- _Directions for this task_:
Make an exact copy of all the data.

[Pointing dataset records]
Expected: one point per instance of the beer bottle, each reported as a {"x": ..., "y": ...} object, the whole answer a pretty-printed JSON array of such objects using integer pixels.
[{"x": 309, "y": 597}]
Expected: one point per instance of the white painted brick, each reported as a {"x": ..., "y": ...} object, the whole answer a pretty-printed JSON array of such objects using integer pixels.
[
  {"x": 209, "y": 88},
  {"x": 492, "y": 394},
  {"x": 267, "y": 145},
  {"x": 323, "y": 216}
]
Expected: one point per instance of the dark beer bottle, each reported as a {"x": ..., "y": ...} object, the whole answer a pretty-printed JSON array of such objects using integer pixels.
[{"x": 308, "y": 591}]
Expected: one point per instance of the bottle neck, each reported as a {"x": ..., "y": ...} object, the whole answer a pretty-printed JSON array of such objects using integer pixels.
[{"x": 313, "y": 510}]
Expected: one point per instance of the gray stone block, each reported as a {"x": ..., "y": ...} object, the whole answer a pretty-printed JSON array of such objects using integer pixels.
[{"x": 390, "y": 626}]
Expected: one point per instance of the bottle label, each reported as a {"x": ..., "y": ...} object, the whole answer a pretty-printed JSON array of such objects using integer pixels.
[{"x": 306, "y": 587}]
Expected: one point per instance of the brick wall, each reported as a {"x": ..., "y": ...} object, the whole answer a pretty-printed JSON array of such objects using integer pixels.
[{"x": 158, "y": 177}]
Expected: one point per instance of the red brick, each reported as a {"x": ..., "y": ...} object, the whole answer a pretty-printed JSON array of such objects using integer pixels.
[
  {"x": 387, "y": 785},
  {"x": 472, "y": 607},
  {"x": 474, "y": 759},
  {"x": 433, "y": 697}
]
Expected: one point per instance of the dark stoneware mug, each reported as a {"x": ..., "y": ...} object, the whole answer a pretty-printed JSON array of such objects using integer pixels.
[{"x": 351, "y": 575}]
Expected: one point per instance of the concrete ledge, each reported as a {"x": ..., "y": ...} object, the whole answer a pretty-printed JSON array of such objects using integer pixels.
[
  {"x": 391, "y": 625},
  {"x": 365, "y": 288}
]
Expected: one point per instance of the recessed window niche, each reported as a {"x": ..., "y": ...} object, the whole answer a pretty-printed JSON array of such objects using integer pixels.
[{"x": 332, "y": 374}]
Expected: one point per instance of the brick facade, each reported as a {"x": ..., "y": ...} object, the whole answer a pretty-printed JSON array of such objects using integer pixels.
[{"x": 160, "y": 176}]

- _Worked solution_:
Expected: one point per instance of the beer bottle, each reported as a {"x": ..., "y": ...} object, the whole answer a pretty-printed JSON array of such objects using integer pixels.
[{"x": 309, "y": 597}]
Expected: one point per instance of the white painted brick, each reported as a {"x": ..., "y": ...} object, the whole answer a pretty-printed JSON array of such objects using integer pixels.
[
  {"x": 209, "y": 88},
  {"x": 492, "y": 394},
  {"x": 267, "y": 145},
  {"x": 323, "y": 216}
]
Expected: one point per instance of the dark beer bottle, each reported as a {"x": ..., "y": ...} object, the whole answer a pretty-printed JSON array of such objects using integer pixels.
[{"x": 308, "y": 591}]
Expected: one point per instance of the bottle neck, each reported as a {"x": ..., "y": ...} object, the whole answer a pretty-printed JSON array of such objects using integer pixels.
[{"x": 313, "y": 510}]
Expected: one point per instance of the gray stone block, each reported as a {"x": ..., "y": ...} object, the whole answer a pretty-printed JSON array of such objects using integer pixels.
[{"x": 390, "y": 626}]
Expected: one point per instance of the bottle label, each reported as a {"x": ..., "y": ...} object, the whole answer a pretty-printed JSON array of such objects using integer pixels.
[{"x": 306, "y": 587}]
Expected: one point per instance of the brick wall, each reported as a {"x": ..., "y": ...} object, the whole answer a pretty-printed JSON array of such objects using integer pixels.
[{"x": 158, "y": 177}]
Expected: one point per instance of the red brick, each reported as a {"x": ..., "y": ...} object, the whole answer a pretty-printed JSON array of such objects using integer pixels.
[
  {"x": 387, "y": 785},
  {"x": 472, "y": 607},
  {"x": 474, "y": 759},
  {"x": 433, "y": 697}
]
Expected: one point per instance of the dark stoneware mug, each reported as a {"x": ..., "y": ...} object, the whole answer a pretty-printed JSON array of such objects using integer pixels.
[{"x": 351, "y": 575}]
Expected: one point per instance of the concrete ledge, each reported as a {"x": ..., "y": ...} object, the whole answer a pretty-printed JSON array of such objects using integer pixels.
[
  {"x": 391, "y": 625},
  {"x": 365, "y": 288}
]
Expected: one point per instance of the recessed window niche, each reported as a {"x": ..., "y": ...} object, the whole answer a pretty-printed JSON array of such objects using integer pixels.
[{"x": 332, "y": 374}]
Expected: one point per instance of the brick facade, each reported as a {"x": ..., "y": ...} object, the whole answer a pretty-printed JSON array of such objects using integer pixels.
[{"x": 160, "y": 176}]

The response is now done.